Your instructions » Only the lines from the start of the data below through the line that contains "Target class: sneakers" are to be copied, exactly and without pictures.

^^^^^^^^

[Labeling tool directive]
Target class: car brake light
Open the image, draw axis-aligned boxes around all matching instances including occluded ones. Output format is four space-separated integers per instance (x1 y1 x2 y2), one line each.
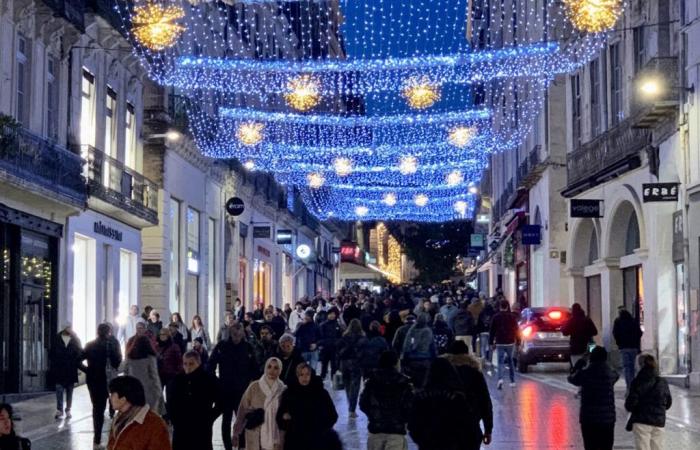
522 325 535 339
548 310 563 321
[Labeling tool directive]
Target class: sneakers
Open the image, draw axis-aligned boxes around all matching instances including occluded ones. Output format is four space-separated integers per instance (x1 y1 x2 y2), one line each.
65 409 72 419
54 410 63 419
497 379 503 390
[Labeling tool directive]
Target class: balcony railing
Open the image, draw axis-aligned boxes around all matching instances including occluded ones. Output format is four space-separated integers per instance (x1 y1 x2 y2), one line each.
566 116 651 188
76 145 158 224
0 124 87 205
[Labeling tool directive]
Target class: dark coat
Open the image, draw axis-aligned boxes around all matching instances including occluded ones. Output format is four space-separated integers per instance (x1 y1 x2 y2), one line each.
432 321 454 355
0 435 31 450
81 337 122 396
276 376 338 450
156 340 183 387
408 388 472 450
567 360 619 424
319 319 343 349
442 353 493 435
208 340 259 407
453 310 473 336
273 348 305 387
49 333 82 386
624 367 672 428
359 368 413 435
613 311 643 350
489 311 519 345
146 320 162 338
562 314 598 354
391 323 413 355
337 334 368 373
477 304 496 334
360 333 389 373
295 321 321 353
166 366 222 450
342 304 361 326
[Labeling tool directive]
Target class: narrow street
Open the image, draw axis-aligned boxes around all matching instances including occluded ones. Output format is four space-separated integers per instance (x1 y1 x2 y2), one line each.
14 364 700 450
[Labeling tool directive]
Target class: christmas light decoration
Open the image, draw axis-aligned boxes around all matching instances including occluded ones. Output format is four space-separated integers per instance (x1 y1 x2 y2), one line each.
398 156 418 175
132 3 185 51
284 75 321 112
333 157 353 177
236 122 264 147
402 76 441 110
383 193 397 207
307 172 326 189
355 206 369 218
243 160 255 171
446 170 464 186
564 0 623 33
448 126 478 148
414 194 429 207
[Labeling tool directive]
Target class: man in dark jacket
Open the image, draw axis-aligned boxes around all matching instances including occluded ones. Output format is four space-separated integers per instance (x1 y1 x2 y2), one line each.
295 310 322 371
361 321 390 377
319 308 343 379
562 303 598 367
208 323 258 450
49 323 82 419
567 346 619 450
360 350 414 450
167 351 222 450
391 313 416 356
252 307 286 341
453 301 473 344
613 307 643 392
273 333 305 387
489 300 519 389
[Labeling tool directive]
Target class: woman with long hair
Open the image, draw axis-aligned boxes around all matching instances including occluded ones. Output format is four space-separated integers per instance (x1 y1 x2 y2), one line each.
233 357 286 450
337 318 368 418
122 334 164 415
170 312 189 342
190 315 211 350
0 403 30 449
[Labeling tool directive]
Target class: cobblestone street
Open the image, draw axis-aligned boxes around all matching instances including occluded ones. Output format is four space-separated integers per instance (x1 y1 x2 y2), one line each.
11 363 700 449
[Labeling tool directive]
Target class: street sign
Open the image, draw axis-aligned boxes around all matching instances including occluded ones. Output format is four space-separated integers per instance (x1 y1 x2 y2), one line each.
276 229 293 245
521 224 542 245
570 199 603 218
225 197 245 216
470 234 485 249
253 226 271 239
642 183 679 202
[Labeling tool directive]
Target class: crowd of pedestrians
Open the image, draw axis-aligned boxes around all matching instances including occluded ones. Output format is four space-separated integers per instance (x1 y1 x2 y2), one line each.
2 283 675 450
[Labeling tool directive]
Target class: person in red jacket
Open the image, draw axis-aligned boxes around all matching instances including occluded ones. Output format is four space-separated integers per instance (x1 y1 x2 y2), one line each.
156 328 183 390
107 376 171 450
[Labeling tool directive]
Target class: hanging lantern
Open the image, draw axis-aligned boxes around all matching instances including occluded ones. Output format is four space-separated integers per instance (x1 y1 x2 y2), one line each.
398 155 418 175
401 77 441 110
563 0 623 33
448 126 477 148
132 3 186 51
284 75 321 111
236 122 264 146
333 157 353 177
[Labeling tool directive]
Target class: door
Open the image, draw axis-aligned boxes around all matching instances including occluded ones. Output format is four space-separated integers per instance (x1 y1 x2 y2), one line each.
676 263 689 373
586 275 602 337
21 284 47 392
623 266 644 331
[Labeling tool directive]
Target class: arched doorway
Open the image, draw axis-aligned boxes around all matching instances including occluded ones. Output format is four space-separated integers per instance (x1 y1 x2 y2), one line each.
571 219 602 332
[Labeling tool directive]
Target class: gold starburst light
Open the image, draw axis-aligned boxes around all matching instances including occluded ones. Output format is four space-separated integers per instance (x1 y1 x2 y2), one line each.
284 75 321 112
448 126 477 148
564 0 622 33
236 122 264 146
132 3 186 51
401 77 441 110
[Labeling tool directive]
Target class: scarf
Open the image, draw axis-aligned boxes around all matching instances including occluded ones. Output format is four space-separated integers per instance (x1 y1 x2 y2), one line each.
257 375 285 449
110 405 142 442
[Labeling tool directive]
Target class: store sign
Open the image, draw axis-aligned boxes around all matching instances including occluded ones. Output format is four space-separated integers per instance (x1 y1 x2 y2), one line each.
570 199 603 218
521 225 542 246
476 214 490 224
296 244 311 259
470 234 485 249
225 197 245 216
276 229 293 245
142 264 162 278
643 183 679 202
94 221 122 241
253 226 271 239
340 242 364 264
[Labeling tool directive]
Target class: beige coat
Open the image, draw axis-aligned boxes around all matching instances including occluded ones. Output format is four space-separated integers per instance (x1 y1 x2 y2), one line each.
122 356 164 414
233 380 285 450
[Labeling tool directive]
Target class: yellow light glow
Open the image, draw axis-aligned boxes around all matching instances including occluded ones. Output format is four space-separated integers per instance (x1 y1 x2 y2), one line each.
376 223 402 284
355 206 369 217
307 172 325 189
383 192 397 206
132 3 186 51
454 200 468 215
448 126 477 148
414 194 429 207
333 157 353 177
639 78 662 97
398 155 418 175
236 122 265 146
243 160 255 170
284 75 321 112
469 184 479 194
564 0 622 33
446 170 464 186
401 77 441 110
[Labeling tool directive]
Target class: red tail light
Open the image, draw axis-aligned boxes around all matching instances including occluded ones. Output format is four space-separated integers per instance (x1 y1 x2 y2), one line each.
548 310 563 321
522 325 535 339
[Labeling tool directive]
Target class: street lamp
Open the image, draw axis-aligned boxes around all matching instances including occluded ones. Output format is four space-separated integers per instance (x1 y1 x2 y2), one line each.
638 76 694 99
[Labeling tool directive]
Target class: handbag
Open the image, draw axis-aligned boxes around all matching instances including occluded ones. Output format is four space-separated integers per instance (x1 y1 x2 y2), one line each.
245 408 265 430
332 371 345 391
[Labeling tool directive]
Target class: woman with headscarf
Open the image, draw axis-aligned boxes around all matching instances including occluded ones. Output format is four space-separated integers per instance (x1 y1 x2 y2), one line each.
276 362 338 450
233 357 286 450
401 313 436 388
408 358 473 450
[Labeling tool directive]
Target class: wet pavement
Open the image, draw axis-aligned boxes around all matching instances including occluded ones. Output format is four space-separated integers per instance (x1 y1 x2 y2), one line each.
12 362 700 449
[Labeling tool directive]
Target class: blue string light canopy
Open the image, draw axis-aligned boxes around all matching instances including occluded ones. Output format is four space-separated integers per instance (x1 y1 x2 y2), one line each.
115 0 622 222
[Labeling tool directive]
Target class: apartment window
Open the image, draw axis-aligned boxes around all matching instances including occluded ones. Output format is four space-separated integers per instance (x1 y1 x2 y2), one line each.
590 59 601 136
633 26 646 73
125 102 137 170
169 198 181 314
16 35 29 125
610 43 623 125
187 207 200 274
105 87 117 159
80 69 96 146
46 56 59 140
207 218 216 335
571 73 582 148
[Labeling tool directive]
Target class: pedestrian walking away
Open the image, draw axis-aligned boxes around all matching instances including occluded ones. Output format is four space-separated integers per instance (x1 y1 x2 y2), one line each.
337 318 368 417
401 313 436 389
49 322 83 420
562 303 598 368
489 300 519 389
613 306 643 393
122 334 164 415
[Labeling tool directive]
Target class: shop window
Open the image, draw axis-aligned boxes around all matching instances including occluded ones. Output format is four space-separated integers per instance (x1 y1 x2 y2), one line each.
625 213 640 255
72 234 96 344
187 207 200 274
118 250 137 329
170 198 181 314
16 35 30 125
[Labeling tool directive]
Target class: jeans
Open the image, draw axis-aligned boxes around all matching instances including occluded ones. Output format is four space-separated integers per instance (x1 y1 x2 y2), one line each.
479 332 491 362
221 392 244 450
88 387 108 445
496 344 515 383
302 350 320 373
343 369 362 413
581 422 615 450
620 348 638 392
633 423 665 450
367 433 408 450
56 383 74 412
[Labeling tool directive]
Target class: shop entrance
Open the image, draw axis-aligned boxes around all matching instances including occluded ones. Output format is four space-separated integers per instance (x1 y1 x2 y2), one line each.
623 265 644 331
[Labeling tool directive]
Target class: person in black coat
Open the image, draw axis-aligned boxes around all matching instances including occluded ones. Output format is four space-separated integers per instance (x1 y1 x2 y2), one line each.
567 346 619 450
613 307 643 392
167 351 222 450
624 353 672 448
407 358 473 450
49 323 83 419
360 321 389 378
208 323 259 450
562 303 598 366
442 341 493 449
0 403 30 450
360 350 414 450
81 323 122 448
319 308 343 380
337 319 368 417
273 334 306 387
276 362 338 450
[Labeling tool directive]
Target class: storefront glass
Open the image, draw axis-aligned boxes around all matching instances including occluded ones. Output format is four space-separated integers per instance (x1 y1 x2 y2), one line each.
118 249 137 325
253 258 271 306
72 234 96 344
169 198 181 314
623 265 644 331
676 263 689 372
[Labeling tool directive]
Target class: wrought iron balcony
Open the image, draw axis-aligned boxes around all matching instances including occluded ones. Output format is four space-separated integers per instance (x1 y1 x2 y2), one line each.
40 0 85 32
0 124 87 206
77 145 158 227
564 117 651 197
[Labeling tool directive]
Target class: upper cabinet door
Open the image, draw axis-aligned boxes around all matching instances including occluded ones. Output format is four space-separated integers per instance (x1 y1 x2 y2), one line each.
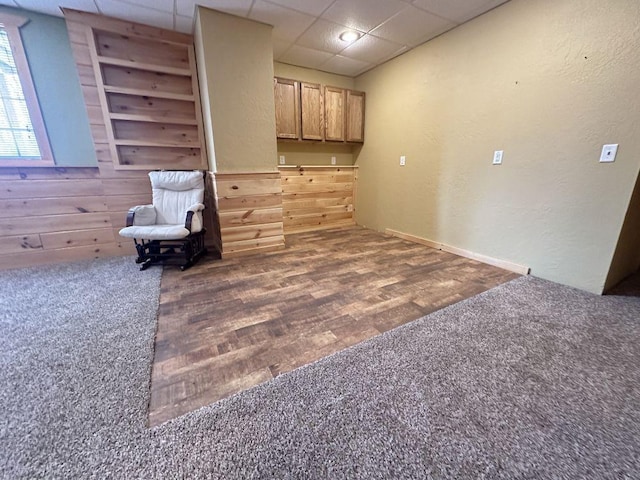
324 86 345 142
300 82 323 140
274 77 300 139
346 90 365 143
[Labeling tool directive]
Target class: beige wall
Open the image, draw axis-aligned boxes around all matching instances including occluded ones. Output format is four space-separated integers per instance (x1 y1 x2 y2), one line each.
274 62 357 167
195 8 277 173
354 0 640 294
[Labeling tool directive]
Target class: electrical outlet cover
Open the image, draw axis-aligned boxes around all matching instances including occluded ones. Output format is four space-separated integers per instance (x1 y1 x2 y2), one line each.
600 144 618 163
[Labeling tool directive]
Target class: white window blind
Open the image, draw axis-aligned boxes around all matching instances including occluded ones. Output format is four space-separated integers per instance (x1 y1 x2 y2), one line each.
0 27 41 159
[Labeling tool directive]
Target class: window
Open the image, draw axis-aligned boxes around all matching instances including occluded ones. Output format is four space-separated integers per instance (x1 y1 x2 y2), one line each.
0 13 52 166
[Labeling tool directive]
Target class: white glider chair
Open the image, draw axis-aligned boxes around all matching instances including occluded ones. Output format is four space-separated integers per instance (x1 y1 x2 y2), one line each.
119 170 208 271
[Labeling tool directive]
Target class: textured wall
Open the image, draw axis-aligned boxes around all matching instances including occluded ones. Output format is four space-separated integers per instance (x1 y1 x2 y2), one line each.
195 8 276 173
354 0 640 294
273 62 357 167
0 6 95 166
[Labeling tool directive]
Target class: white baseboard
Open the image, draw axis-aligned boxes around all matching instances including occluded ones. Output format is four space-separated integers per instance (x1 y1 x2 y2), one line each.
385 228 530 276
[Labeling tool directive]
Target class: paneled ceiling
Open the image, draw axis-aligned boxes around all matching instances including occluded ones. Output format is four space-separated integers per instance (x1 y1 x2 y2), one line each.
0 0 509 77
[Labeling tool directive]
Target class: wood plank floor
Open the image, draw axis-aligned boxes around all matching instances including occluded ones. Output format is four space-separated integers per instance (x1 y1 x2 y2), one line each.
149 226 520 426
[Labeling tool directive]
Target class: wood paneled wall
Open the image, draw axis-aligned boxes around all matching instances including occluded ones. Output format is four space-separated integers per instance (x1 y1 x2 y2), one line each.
279 166 357 234
214 172 284 257
0 166 132 270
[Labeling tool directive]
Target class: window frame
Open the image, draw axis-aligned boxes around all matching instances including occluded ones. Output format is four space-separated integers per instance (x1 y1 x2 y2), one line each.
0 12 53 167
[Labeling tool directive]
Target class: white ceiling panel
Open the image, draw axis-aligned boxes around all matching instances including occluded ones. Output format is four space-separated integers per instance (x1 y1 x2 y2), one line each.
279 44 335 69
174 14 193 33
322 0 407 33
371 4 454 46
4 0 512 77
272 37 293 60
263 0 335 17
176 0 253 18
319 54 372 77
113 0 173 14
296 18 357 55
340 33 403 64
12 0 100 17
412 0 503 24
249 0 316 42
96 0 174 29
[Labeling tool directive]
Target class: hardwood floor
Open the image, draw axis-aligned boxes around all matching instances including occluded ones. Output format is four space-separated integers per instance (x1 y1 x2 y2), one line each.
149 226 520 426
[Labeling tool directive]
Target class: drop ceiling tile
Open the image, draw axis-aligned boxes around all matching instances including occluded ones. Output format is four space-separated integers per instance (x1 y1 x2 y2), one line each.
95 0 174 29
109 0 174 14
371 5 455 46
272 38 293 60
339 33 403 64
322 0 407 33
296 18 359 54
174 14 194 34
263 0 335 17
12 0 99 17
176 0 254 18
249 0 316 42
279 44 335 69
319 55 372 77
412 0 501 24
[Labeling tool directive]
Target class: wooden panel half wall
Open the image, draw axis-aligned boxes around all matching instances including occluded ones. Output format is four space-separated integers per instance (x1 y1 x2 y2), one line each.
214 172 285 257
0 166 132 270
279 165 357 234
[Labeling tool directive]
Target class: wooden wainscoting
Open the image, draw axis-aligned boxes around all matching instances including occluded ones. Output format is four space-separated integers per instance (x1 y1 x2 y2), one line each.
279 165 357 234
0 167 132 270
213 172 285 257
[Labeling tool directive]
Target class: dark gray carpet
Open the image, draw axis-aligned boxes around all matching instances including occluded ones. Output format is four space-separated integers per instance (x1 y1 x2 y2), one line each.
2 257 640 479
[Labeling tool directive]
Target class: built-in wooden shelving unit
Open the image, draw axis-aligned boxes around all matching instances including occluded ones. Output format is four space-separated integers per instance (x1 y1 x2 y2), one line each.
68 12 207 171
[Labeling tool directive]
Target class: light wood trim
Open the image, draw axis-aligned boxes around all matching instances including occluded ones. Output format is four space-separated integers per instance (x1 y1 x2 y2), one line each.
103 85 195 102
188 45 208 169
278 165 358 169
96 55 191 76
0 13 54 166
108 113 198 126
113 139 201 148
385 228 530 275
86 24 120 172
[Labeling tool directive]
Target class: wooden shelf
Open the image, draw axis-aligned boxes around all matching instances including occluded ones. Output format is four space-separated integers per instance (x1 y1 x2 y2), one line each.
114 139 200 148
109 112 197 126
103 85 194 102
96 55 192 76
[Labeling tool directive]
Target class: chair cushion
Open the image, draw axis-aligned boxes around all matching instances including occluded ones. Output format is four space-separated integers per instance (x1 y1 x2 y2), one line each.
119 224 190 240
149 171 203 191
149 171 205 226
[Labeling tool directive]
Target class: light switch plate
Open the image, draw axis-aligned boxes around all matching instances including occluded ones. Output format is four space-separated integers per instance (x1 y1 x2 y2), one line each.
493 150 503 165
600 144 618 163
331 156 336 165
279 155 285 165
400 155 406 166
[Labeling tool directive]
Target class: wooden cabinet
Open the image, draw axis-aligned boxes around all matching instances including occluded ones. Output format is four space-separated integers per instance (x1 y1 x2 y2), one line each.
274 77 364 143
324 86 345 142
274 77 299 139
300 82 323 140
346 90 365 143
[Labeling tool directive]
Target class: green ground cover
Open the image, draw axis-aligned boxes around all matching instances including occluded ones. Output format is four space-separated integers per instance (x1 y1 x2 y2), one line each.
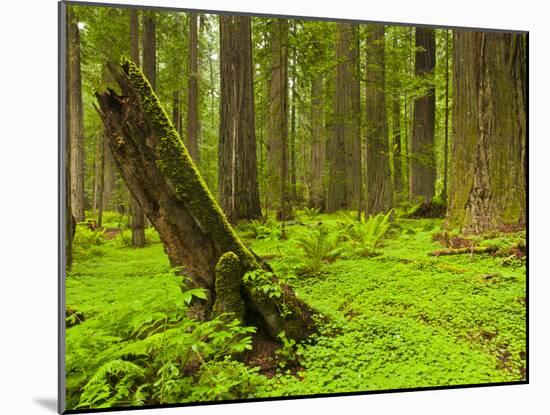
66 211 526 409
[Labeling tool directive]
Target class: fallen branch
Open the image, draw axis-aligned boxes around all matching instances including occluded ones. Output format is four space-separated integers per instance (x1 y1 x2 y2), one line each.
428 246 498 257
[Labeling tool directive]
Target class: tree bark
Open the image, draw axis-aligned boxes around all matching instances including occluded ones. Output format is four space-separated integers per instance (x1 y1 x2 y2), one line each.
365 24 392 214
309 75 325 210
442 29 450 204
289 21 298 201
392 91 403 199
218 16 262 222
186 12 200 162
96 134 106 227
327 23 360 212
410 27 436 203
142 11 156 90
447 31 526 233
129 8 145 247
67 10 86 222
172 90 182 137
267 19 292 220
65 13 75 269
95 60 316 340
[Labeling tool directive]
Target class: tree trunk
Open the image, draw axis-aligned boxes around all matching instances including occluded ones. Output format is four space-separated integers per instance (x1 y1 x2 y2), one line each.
391 33 403 202
95 60 316 340
128 8 146 247
172 90 182 137
447 31 526 233
442 29 450 204
365 24 392 215
392 91 403 200
309 75 325 210
142 11 156 90
289 22 297 201
96 133 106 227
67 10 85 222
410 27 436 203
327 23 360 212
65 13 75 269
187 12 200 162
267 19 292 220
218 16 262 222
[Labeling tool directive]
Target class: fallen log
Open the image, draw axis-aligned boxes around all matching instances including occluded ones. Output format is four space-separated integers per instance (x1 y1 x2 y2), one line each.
428 246 498 257
94 59 316 340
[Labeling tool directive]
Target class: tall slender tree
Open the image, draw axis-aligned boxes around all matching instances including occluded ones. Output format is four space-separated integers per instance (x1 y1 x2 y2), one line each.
447 31 526 233
310 75 325 210
442 29 450 204
129 8 145 247
410 27 436 202
218 16 262 221
289 21 298 201
142 11 156 90
267 19 291 220
67 10 86 222
187 12 200 162
365 24 392 214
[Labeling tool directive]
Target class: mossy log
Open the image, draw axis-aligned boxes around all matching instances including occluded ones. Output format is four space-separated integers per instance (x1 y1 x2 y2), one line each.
94 59 316 340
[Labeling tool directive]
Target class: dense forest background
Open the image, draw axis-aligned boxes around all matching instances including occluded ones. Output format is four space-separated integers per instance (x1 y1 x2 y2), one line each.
66 6 526 238
64 3 526 410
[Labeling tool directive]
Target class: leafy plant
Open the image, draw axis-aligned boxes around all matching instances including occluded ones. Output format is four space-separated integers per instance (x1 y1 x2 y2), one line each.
348 209 394 253
66 268 263 409
246 219 282 240
301 207 321 219
295 225 342 275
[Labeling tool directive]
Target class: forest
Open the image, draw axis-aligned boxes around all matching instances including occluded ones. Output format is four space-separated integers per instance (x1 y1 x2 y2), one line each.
64 3 527 410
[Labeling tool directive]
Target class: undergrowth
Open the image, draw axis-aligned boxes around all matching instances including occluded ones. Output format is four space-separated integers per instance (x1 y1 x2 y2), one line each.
67 210 526 409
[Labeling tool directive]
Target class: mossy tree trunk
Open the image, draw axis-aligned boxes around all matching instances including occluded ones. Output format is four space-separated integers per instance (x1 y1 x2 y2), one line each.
218 16 262 222
95 60 316 340
365 24 392 215
410 27 436 203
447 31 526 233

^^^^^^^^

Answer for the task »
[Labeling tool directive]
Target class: car brake light
Open the image, draw axis-aligned boxes around all matching instances including occluded ones. Output format is four space-separated integers per instance (x1 y1 x2 y2), one line each.
522 325 535 339
548 310 563 321
[Labeling tool directive]
Target class: sneakers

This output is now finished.